▸ Request:
Pull out every line below that contains the string "locate". Case must match.

▸ Rows of box annotation data:
* * * * *

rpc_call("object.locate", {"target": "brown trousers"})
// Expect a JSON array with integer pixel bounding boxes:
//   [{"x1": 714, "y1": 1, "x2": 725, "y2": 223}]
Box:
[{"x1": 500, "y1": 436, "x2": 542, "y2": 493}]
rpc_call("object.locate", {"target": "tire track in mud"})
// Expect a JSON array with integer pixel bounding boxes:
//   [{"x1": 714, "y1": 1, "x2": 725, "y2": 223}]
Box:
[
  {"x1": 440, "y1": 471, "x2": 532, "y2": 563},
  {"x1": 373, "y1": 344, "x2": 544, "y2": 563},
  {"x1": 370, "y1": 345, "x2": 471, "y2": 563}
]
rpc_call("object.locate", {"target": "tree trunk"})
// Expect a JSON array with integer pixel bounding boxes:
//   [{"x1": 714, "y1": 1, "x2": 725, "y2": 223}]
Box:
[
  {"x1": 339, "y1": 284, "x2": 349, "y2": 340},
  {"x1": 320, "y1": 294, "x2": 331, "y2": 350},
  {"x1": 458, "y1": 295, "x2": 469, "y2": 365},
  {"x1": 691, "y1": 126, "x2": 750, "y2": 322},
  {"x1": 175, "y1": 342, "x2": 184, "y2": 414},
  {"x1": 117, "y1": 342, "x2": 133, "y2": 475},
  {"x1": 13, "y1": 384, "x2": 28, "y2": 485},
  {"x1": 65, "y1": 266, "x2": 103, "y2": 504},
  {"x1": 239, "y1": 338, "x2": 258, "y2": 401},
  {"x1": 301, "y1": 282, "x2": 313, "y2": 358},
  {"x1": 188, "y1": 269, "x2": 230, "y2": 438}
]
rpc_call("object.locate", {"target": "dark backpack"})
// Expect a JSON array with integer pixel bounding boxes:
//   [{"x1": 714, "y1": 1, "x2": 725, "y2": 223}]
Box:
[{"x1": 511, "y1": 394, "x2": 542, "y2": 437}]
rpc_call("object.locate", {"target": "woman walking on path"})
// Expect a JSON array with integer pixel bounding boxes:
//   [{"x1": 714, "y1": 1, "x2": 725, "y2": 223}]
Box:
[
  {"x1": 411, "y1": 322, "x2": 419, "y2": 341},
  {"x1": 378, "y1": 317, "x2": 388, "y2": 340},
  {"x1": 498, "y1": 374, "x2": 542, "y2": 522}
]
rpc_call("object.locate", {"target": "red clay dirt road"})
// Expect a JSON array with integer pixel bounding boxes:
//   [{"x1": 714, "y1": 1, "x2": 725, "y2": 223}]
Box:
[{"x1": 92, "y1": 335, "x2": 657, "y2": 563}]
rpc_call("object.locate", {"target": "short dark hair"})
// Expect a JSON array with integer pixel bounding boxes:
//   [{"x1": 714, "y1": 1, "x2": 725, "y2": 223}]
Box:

* * * * *

▸ Output of the task:
rpc_call("object.locate", {"target": "brown trousers"})
rpc_call("object.locate", {"target": "tire track in mud"})
rpc_call("object.locate", {"target": "tree trunk"})
rpc_call("object.locate", {"target": "dark backpack"})
rpc_call("object.locate", {"target": "woman walking on path"})
rpc_call("object.locate", {"target": "red clay dirt road"})
rpc_call("object.locate", {"target": "short dark hair"})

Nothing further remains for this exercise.